-- Data for this exercise follows --
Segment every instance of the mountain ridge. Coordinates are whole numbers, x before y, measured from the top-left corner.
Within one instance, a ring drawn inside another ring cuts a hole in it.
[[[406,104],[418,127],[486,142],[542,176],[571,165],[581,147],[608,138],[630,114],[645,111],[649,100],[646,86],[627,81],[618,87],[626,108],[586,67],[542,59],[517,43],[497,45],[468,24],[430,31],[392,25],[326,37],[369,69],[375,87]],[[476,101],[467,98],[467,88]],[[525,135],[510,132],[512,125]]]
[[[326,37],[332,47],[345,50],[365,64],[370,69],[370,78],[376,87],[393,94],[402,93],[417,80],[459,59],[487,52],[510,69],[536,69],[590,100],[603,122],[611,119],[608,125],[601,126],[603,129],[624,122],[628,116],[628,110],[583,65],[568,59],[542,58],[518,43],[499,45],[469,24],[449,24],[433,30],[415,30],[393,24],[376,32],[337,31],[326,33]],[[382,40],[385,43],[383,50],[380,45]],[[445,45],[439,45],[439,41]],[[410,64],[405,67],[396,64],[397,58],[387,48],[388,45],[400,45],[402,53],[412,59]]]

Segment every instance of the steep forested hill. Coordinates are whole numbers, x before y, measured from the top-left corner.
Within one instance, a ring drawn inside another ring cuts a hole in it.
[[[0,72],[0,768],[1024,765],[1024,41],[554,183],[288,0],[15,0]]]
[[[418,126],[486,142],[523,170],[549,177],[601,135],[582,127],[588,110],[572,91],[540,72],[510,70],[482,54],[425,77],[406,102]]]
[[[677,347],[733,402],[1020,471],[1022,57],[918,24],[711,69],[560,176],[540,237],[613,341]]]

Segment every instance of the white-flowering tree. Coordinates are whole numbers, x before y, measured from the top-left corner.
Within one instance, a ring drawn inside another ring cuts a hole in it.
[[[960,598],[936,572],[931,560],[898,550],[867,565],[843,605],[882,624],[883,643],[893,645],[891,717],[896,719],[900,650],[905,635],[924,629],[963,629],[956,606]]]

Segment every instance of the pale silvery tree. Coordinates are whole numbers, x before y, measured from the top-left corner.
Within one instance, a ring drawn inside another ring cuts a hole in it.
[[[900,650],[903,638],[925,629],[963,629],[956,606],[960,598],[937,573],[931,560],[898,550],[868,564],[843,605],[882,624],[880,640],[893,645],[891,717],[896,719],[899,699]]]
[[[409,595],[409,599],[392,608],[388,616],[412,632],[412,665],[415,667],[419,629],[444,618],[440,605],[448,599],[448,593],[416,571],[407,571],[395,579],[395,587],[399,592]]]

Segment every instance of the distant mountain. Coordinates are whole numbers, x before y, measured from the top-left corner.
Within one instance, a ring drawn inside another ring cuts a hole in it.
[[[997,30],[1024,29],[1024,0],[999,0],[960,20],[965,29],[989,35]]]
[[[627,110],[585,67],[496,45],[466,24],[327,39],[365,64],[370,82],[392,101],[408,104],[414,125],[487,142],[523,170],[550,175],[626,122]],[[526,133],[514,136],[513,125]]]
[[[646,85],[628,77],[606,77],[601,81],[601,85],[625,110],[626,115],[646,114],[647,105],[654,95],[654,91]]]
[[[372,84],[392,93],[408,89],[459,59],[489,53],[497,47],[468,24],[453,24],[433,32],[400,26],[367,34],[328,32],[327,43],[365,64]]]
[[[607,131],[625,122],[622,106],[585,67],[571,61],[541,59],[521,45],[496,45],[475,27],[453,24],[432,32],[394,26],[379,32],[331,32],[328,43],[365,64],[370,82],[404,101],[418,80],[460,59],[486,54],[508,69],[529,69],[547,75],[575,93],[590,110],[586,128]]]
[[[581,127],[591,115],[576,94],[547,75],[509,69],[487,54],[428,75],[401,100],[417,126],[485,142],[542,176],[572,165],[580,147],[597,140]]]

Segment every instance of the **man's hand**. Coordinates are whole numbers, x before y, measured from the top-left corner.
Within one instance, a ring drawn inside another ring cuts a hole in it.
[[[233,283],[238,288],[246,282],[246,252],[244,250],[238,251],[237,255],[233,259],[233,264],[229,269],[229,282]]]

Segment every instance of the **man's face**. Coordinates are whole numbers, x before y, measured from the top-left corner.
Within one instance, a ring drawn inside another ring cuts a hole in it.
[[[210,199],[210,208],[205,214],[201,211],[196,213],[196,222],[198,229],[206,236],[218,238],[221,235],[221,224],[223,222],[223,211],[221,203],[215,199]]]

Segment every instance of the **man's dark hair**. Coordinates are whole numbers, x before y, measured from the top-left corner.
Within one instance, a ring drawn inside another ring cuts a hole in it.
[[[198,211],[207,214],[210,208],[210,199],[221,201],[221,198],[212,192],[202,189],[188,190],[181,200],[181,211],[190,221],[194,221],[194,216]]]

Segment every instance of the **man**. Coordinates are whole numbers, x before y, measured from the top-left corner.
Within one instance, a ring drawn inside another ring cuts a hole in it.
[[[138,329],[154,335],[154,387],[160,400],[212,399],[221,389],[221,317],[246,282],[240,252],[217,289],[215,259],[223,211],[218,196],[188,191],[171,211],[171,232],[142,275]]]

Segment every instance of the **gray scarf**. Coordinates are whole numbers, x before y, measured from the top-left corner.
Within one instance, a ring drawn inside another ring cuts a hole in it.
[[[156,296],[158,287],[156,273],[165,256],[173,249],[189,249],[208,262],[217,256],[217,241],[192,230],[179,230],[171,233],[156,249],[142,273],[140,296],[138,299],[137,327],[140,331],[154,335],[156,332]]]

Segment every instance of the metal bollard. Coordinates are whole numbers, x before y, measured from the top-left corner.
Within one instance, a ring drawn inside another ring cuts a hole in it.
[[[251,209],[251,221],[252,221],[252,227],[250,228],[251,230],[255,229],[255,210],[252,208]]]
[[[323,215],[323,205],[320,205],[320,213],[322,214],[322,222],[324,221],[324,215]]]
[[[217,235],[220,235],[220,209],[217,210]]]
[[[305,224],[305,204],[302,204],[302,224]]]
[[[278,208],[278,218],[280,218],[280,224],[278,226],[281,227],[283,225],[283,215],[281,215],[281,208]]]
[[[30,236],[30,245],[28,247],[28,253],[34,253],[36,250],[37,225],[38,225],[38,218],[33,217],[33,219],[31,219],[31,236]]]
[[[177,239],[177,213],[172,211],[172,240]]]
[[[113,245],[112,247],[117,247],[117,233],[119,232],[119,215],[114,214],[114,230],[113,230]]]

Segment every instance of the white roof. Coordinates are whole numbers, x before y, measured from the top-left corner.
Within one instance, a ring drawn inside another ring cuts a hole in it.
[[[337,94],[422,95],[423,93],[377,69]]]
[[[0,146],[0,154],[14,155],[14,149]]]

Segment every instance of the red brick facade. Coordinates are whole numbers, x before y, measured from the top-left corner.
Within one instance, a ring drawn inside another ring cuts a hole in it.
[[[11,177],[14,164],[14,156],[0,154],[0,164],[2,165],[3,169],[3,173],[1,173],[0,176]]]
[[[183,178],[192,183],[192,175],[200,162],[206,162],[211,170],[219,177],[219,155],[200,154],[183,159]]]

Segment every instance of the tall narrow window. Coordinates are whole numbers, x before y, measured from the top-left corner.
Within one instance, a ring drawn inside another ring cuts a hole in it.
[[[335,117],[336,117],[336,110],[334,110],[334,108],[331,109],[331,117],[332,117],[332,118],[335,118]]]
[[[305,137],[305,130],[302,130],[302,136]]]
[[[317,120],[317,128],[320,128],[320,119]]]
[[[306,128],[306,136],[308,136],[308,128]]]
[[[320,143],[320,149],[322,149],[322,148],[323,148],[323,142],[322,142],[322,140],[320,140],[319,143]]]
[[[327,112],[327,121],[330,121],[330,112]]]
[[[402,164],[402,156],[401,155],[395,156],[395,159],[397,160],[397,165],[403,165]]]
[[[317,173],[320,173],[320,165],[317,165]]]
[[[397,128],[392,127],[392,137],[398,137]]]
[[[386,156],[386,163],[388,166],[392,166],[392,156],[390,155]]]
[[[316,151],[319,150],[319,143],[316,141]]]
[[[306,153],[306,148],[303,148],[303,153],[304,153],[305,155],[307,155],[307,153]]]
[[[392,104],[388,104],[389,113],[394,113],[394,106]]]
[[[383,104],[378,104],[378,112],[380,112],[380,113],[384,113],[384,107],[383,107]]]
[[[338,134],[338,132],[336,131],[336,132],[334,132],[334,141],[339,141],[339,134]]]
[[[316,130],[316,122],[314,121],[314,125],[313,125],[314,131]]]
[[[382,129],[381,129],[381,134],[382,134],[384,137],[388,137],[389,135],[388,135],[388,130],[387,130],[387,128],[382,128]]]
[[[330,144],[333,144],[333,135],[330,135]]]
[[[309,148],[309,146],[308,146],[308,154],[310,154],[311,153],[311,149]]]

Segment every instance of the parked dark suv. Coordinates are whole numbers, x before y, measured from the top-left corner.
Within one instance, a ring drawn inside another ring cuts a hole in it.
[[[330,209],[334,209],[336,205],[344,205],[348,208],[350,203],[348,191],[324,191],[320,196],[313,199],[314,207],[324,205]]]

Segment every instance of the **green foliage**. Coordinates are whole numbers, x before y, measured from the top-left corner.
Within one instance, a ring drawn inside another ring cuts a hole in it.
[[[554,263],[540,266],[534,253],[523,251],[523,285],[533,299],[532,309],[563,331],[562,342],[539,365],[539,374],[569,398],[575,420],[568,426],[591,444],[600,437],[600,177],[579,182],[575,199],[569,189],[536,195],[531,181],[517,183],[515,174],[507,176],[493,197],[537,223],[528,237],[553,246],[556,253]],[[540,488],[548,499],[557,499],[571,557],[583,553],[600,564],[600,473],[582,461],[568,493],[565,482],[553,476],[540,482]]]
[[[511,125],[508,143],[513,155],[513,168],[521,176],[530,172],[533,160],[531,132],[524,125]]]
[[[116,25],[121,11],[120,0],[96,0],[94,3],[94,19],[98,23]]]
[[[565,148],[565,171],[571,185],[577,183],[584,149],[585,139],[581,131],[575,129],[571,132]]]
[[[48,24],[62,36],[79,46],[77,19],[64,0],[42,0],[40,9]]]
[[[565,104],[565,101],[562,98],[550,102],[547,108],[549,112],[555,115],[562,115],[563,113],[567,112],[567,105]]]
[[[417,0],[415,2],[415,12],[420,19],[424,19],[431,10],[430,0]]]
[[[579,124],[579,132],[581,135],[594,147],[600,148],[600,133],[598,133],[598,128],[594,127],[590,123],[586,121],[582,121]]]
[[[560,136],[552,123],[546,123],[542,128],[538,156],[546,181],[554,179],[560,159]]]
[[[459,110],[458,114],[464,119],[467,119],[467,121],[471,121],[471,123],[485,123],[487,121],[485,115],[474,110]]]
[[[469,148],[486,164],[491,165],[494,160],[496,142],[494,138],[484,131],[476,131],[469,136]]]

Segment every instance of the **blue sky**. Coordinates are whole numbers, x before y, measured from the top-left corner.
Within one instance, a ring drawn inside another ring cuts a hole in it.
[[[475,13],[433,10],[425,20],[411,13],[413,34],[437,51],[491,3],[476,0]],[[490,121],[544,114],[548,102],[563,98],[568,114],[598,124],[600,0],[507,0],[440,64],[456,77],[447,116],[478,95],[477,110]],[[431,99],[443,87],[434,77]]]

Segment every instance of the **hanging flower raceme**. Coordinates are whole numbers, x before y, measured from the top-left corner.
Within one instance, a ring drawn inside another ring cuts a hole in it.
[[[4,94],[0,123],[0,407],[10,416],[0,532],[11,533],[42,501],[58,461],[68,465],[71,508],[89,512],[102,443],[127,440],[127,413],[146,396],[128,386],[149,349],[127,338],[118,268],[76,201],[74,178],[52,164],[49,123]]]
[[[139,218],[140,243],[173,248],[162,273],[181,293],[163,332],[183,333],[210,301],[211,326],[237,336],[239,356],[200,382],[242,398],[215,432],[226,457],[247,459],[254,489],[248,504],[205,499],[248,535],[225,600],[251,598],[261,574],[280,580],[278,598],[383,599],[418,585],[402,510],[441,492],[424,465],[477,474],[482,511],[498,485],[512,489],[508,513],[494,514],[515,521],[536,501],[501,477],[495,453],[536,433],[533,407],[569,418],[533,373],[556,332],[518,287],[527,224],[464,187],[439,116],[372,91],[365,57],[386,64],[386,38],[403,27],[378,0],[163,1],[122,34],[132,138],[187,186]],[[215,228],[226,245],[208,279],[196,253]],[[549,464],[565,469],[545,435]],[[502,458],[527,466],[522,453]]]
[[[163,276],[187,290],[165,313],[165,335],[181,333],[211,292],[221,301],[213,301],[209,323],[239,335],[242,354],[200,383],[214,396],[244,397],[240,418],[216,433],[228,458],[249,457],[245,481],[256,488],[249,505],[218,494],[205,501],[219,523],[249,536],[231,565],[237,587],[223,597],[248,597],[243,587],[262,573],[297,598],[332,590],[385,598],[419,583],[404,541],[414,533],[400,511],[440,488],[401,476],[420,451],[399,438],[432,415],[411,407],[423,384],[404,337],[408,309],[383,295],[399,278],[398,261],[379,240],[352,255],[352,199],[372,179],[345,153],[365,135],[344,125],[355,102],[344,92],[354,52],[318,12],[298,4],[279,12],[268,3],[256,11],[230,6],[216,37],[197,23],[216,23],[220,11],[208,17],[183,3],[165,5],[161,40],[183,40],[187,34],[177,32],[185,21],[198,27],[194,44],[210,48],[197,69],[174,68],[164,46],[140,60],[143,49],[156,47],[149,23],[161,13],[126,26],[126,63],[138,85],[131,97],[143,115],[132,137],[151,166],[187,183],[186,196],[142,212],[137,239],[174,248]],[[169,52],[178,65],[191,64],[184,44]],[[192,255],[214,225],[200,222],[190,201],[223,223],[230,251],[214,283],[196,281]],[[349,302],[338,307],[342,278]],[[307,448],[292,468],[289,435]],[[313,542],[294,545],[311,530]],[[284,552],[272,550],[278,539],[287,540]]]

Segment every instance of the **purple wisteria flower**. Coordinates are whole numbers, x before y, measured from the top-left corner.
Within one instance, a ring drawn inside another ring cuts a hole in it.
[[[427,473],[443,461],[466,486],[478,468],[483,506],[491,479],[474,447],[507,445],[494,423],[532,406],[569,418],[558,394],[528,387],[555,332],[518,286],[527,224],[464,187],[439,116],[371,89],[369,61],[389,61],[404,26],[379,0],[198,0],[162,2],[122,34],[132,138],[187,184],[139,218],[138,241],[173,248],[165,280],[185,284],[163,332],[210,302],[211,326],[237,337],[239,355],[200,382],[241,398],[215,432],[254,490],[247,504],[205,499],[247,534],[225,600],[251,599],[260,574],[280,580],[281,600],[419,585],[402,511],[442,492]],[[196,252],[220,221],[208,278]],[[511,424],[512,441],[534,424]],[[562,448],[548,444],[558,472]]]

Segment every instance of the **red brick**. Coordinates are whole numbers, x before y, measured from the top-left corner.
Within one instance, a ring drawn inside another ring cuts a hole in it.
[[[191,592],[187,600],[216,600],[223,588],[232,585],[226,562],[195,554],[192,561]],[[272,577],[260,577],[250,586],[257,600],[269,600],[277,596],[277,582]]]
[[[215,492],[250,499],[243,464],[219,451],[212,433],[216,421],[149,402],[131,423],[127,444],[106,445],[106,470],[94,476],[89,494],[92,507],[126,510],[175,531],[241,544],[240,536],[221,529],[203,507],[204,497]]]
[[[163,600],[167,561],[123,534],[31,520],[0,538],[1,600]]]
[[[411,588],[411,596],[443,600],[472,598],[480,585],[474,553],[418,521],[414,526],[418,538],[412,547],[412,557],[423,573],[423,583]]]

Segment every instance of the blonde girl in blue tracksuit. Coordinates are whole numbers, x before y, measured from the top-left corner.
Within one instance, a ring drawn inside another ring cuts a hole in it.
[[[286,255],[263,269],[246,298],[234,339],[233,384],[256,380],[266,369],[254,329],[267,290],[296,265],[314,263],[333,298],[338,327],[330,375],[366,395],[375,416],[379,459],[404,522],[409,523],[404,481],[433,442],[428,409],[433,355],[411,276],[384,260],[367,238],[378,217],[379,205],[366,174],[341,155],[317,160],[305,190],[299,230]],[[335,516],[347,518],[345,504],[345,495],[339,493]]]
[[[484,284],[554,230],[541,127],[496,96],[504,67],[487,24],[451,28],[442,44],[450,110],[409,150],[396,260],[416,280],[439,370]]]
-- Data for this exercise concluded --
▸ **Exercise details**:
From the entries, copy out each line containing the word "dark".

▸ **Solved problem**:
Segment every instance of the **man's dark hair**. Coordinates are whole numbers, x before y, measured from the top-left corner.
Segment every instance of the parked dark suv. Coordinates are whole numbers, x before y, measured from the top-left corner.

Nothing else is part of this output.